• [SET PROBLEM A]:
Please print the records again word for word, starting with the line that contains "If you would be willing to indicate the man's eyebrow" and continuing through the last line of the records.

I have mentioned before that this is the WEAKEST form of evidence. There are over 300 MILLION people in the U.S. If you describe what FOUR of those people are doing does that make a "pattern" or "trend"??? Lol!!! Of course not.

This makes lying with anecdotal evidence one of THE favorite techniques of the propagandists, because anecdotes REALLY impress sheep (LOL!!!), AND there are ALWAYS "exceptions to the rule" to be found in any situation.

So we have the liars of Bloomberg telling us NOT to believe their own official statistic - which is at least a "big picture" lie - and we're supposed to believe their anecdotal evidence instead. With more than 100,000 retail sector employers in the U.S., telling us that 3 or 4 (small) companies plan to add workers tells us NOTHING.

Note what I also tell people: with compulsive liars the lies "compound" each other - and piggyback each other. Observe the following:

...Sales Creates Hiring

Growth in sales tends to create hiring, said Joseph LaVorgna, chief U.S. economist in New York at Deutsche Bank Securities Inc. “The strength in first-quarter retail spending means we should see a meaningful snapback in retail hiring this quarter.”


Note that Bloomberg even TITLES particular lies when it REALLY wants to get the sheep to pay attention.



YES, "sales creates hiring". So when we see (in the real world) that U.S. retailers are selling 13% LESS GOODS than one year ago, what numbers are we going to believe: the big-picture number showing retail employment PLUMMETING lower, OR Bloomberg's "don't worry, be happy" anecdotes talking about a few HUNDRED workers being hired...?





"Retailers Adding Workers Makes U.S. March Decline a Blip"


www.bloomberg.com/news/2012-04-17/retail...-decline-a-blip.html

Applicants weren’t deterred by the heavy rain that fell in San Francisco when local Jamba Inc. (JMBA) outlets opened their doors for the smoothie chain’s first nationwide summer job fair on March 27.

“There were many stores that were packed,” said Kathy Wright, Jamba’s vice president of human resources, who made the Bay Area rounds that day. “We were interviewing under tents out in the rain. Even with the bad weather we had great people.” The Emeryville, California-based retailer is opening new stores and looking to fill 2,500 positions across the country.

Other merchants, including specialty retailer Mattress Firm Holding Corp. (MFRM), also plan to add jobs this year. The Houston-based company says it’s looking for 200 workers to beef up its sales and corporate staffs as it expands. The response of such companies is easing concerns about an April 6 U.S. jobs report that showed retail employment declined by about 34,000 in March from the previous month.

As shoppers spent money on goods ranging from electronics to clothing and furniture, retail sales rose last month by 0.8 percent, the Commerce Department reported yesterday. The increase was almost three times higher than forecast by economists in a Bloomberg survey. Receipts at chain stores climbed 4.1 percent from a year earlier, the International Council of Shopping Centers reported.

• [DATASET ENTRIES]:
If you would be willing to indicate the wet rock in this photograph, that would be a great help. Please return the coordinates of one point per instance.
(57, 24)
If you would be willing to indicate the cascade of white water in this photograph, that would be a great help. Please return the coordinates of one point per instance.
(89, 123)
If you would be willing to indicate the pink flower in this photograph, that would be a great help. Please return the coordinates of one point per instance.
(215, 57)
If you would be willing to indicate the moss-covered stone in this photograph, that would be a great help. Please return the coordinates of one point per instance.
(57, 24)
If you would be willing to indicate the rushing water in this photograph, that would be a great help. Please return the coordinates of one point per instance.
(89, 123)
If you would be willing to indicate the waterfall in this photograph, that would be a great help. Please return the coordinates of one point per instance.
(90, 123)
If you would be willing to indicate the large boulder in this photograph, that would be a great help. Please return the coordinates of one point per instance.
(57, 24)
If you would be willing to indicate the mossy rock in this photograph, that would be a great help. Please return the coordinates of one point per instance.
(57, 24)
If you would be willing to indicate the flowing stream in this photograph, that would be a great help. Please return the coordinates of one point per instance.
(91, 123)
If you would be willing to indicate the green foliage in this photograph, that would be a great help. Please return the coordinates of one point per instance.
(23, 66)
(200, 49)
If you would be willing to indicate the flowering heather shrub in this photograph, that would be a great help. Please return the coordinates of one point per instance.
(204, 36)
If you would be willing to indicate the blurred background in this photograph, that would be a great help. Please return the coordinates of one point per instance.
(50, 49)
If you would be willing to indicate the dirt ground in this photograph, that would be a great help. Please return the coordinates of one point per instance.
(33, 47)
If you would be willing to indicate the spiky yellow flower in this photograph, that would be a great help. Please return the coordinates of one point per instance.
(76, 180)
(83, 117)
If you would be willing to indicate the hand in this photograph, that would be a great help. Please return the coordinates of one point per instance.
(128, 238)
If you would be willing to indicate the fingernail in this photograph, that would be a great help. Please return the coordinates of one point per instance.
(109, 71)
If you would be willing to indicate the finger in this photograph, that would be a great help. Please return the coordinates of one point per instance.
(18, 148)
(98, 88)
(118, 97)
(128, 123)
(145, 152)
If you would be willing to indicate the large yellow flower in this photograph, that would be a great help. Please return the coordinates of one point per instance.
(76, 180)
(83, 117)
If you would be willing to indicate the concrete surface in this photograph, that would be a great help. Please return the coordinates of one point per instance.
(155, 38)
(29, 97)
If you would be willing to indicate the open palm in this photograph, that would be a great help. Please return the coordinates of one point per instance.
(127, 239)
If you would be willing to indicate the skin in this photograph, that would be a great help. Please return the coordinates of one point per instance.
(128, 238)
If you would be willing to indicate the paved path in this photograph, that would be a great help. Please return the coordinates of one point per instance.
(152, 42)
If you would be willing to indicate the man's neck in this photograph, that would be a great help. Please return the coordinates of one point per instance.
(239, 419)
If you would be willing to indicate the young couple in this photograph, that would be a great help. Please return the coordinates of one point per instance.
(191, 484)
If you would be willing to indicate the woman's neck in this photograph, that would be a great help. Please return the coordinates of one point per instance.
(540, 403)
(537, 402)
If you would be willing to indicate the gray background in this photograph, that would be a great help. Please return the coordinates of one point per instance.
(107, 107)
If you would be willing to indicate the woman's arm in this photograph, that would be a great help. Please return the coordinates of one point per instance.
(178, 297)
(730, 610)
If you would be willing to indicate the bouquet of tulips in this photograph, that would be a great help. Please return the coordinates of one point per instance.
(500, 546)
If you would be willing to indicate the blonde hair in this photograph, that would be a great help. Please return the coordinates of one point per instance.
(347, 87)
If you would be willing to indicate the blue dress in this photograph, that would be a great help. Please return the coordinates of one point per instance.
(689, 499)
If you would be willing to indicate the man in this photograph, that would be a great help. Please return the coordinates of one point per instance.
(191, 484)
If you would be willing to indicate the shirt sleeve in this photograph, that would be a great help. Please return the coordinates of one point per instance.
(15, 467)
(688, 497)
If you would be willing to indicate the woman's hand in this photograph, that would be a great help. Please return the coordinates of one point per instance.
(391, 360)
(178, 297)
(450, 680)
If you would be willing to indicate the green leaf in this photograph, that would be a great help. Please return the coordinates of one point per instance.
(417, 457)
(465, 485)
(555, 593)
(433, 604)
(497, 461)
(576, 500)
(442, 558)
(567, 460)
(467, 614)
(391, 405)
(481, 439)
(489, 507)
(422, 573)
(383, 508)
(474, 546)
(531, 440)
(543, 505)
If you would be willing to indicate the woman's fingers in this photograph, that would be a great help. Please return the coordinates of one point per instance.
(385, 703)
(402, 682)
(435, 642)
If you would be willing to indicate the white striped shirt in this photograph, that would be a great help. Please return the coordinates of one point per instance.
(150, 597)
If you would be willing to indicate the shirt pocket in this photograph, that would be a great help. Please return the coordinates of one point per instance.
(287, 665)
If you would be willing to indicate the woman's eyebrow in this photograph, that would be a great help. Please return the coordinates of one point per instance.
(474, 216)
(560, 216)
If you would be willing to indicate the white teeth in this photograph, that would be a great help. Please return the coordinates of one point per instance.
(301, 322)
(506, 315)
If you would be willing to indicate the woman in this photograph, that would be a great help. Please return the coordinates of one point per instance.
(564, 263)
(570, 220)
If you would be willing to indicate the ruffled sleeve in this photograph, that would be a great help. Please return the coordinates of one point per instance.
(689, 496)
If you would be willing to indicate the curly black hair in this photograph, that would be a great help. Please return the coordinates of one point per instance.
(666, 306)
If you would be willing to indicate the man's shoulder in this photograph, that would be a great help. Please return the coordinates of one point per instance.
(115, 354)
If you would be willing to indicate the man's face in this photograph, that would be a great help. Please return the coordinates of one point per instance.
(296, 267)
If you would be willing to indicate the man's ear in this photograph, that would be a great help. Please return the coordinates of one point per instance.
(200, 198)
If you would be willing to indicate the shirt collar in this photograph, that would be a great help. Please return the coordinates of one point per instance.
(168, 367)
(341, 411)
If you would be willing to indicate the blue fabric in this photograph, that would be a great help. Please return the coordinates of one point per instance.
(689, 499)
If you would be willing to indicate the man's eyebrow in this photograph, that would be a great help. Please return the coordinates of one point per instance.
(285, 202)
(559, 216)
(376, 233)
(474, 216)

• [SET PROBLEM B]:
In the commentary on retail hiring, condense the paragraph that opens with "Other merchants, including specialty retailer" into a short bulleted list that keeps its main facts.

• [FINAL ANSWER A]:
If you would be willing to indicate the man's eyebrow in this photograph, that would be a great help. Please return the coordinates of one point per instance.
(285, 202)
(559, 216)
(376, 233)
(474, 216)

• [FINAL ANSWER B]:
- Other merchants, such as specialty retailer Mattress Firm Holding Corp. (MFRM), also plan to add jobs this year.
- The Houston-based company is looking for 200 workers to expand its sales and corporate staffs.
- The response of such companies is easing concerns raised by an April 6 U.S. jobs report.
- That report showed retail employment fell by about 34,000 in March from the previous month.